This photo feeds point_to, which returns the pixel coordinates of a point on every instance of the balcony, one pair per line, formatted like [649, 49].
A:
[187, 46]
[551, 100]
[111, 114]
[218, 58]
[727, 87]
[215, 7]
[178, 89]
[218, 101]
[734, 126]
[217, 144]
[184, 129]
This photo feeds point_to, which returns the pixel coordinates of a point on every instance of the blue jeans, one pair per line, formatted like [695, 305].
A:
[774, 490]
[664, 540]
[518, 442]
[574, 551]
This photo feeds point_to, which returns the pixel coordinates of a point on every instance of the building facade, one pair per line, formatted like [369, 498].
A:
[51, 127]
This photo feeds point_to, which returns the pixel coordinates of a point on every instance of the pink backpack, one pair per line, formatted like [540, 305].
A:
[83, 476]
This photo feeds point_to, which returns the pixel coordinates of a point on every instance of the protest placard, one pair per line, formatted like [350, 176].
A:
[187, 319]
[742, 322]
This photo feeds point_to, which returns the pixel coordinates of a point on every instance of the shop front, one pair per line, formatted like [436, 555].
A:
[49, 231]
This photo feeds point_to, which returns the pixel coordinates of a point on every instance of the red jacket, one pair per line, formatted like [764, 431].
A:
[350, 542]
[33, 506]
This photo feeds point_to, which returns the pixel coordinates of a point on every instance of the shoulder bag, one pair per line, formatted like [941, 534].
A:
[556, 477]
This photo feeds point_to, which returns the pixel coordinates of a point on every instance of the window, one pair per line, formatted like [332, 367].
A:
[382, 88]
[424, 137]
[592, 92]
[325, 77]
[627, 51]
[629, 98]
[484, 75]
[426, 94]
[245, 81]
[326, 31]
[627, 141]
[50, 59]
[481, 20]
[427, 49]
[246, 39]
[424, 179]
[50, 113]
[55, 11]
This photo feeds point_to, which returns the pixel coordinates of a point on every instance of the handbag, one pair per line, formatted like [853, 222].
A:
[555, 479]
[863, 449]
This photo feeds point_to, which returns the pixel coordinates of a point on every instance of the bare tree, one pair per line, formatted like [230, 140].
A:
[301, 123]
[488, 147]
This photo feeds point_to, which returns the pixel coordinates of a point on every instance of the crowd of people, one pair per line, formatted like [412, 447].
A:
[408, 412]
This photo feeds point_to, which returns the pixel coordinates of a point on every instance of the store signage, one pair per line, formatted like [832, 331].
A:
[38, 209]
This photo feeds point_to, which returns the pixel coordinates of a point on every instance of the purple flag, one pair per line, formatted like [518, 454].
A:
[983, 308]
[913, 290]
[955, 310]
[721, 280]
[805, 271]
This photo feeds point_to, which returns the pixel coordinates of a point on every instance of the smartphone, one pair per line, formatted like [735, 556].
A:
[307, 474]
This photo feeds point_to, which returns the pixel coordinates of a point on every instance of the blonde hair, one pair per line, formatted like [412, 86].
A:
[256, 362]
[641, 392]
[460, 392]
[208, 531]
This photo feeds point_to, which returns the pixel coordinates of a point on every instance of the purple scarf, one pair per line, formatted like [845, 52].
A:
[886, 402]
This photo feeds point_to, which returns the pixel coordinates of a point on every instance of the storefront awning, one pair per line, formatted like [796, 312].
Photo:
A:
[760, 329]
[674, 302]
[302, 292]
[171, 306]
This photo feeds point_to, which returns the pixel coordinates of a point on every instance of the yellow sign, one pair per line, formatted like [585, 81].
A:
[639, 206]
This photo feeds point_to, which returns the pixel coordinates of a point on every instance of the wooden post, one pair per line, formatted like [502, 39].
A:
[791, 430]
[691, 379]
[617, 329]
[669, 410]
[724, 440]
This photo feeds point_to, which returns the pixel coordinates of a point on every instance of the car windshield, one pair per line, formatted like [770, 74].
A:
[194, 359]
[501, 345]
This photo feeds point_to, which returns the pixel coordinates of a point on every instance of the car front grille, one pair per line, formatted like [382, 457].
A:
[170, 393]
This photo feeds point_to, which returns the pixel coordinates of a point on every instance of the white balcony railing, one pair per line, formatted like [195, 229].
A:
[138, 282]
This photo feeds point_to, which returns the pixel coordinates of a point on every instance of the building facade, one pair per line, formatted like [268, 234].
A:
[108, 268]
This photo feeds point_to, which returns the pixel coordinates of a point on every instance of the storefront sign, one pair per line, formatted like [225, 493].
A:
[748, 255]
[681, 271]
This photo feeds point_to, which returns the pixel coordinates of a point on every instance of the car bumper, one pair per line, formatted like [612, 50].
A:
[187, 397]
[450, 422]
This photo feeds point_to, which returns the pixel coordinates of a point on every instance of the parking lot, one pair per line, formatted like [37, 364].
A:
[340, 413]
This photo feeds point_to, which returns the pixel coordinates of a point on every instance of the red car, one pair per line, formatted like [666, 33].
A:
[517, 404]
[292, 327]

# WHAT YOU ARE ASKED TO DO
For the material above, produce a word-for-word copy.

# OUTPUT FOR THIS EXERCISE
This photo feeds point_to, which returns the pixel coordinates of a point on every instance of the balcony, one pair per line, formatted like [649, 49].
A:
[187, 46]
[551, 100]
[111, 114]
[218, 58]
[727, 87]
[215, 7]
[178, 89]
[218, 101]
[734, 126]
[217, 144]
[184, 129]
This photo feeds point_to, which returns the pixel coordinates of a point on every instance of the blue jeans, one pair per line, formatted like [695, 305].
A:
[774, 490]
[664, 540]
[518, 442]
[574, 551]
This photo feeds point_to, which returns the pixel coordinates of a point on every instance of the building facade, one pair per line, formatted like [369, 498].
A:
[51, 127]
This photo feeds point_to, which returns the pixel coordinates of a point on every instance of the pink backpack, one pair per line, formatted like [540, 305].
A:
[83, 476]
This photo feeds point_to, which returns the pixel coordinates of a point on every instance of the protest placard, one pair per line, formatted like [350, 176].
A:
[187, 319]
[742, 322]
This photo feeds point_to, which returns the pixel coordinates of a point on every instance of the shop front, one pair per line, formatted like [436, 555].
A:
[49, 231]
This photo feeds point_to, which returns the pixel coordinates of a point on every instance of the red jacket, one pair per line, formatted like [764, 431].
A:
[350, 542]
[33, 506]
This photo feeds point_to, which returns the pixel coordinates of a point on every instance of the shoulder bag, one pair per line, formatted like [941, 534].
A:
[556, 477]
This photo feeds point_to, which returns the pixel coordinates of a point on every instance of the window, one pair per line, formatted like [332, 367].
A:
[382, 88]
[424, 137]
[592, 92]
[325, 77]
[627, 51]
[629, 98]
[484, 75]
[426, 94]
[245, 81]
[326, 31]
[627, 141]
[50, 59]
[481, 20]
[427, 49]
[246, 39]
[424, 179]
[50, 113]
[55, 11]
This photo feeds point_to, which returns the pixel coordinates of a point on every instance of the handbag, one pair per line, formatted like [853, 222].
A:
[555, 479]
[863, 449]
This photo feeds point_to, which returns the pixel coordinates of a point on every instance of the bare tree, one pair per line, formatted like [230, 140].
A:
[301, 123]
[488, 147]
This photo feeds point_to, which returns the pixel coordinates of a point on every instance of the crowd of people, one pair per line, formatted like [412, 447].
A:
[408, 412]
This photo feeds point_to, which returns the pixel coordinates of a point on every instance of the store signage, one pair per line, formatted like [832, 331].
A:
[38, 209]
This photo feeds point_to, which returns the pixel coordinates of a point on every instance of the purple flag, one pair per line, formatted like [518, 454].
A:
[983, 308]
[913, 290]
[955, 310]
[721, 280]
[805, 271]
This photo feeds point_to, which returns the pixel coordinates of a point on every instance of the smartphone, one pair per line, formatted like [735, 556].
A:
[307, 474]
This photo feeds point_to, which returns the pixel coordinates of a point on every instance of the blonde hair, one pair per line, formatted like [412, 86].
A:
[256, 362]
[641, 392]
[460, 392]
[208, 531]
This photo feeds point_to, which returns the pixel coordinates of a point on every instance of the purple scarf, one pair per line, formatted like [845, 52].
A:
[886, 402]
This photo feeds point_to, which returns the pixel coordinates of a point on every instance of the storefront awning, one pair per line, formatted like [796, 312].
Photo:
A:
[760, 329]
[674, 302]
[302, 292]
[171, 306]
This photo feeds point_to, which returns the pixel coordinates of a point on every instance of the yellow sign, one pair per line, formatted like [585, 81].
A:
[639, 206]
This photo feeds point_to, which returns the pixel coordinates of a point on every instance of the wooden post, one pair per line, formatted like [502, 39].
A:
[791, 430]
[691, 379]
[617, 329]
[669, 410]
[724, 440]
This photo feeds point_to, which returns the pixel coordinates of a point on every instance of the car windshield, one pair per line, formatted like [770, 74].
A:
[194, 359]
[501, 345]
This photo feeds point_to, which returns the pixel coordinates of a point on every instance of the car front grille, one pair per line, formatted like [382, 457].
A:
[170, 393]
This photo feeds point_to, which returns the pixel coordinates of a point on every instance of the white balcony railing, one pair per line, formatted like [195, 229].
A:
[138, 282]
This photo feeds point_to, which returns the pixel coordinates of a point on every instance of the building facade, one pair per line, formatted like [268, 234].
A:
[108, 268]
This photo feeds point_to, which returns the pixel coordinates of a point on every instance of the storefront sign, one pair per line, formatted like [225, 493].
A:
[748, 255]
[681, 271]
This photo feeds point_to, which returns the pixel coordinates of a point on every instance of the car bumper, one pair per line, formatted like [612, 50].
A:
[187, 397]
[450, 422]
This photo feeds point_to, which returns the pixel coordinates of a point on every instance of the parking lot, one pair per line, formatted like [37, 364].
A:
[340, 413]
This photo feeds point_to, which returns the pixel coordinates of a point on every instance of the red car, one pair per line, formatted like [666, 33].
A:
[517, 404]
[292, 327]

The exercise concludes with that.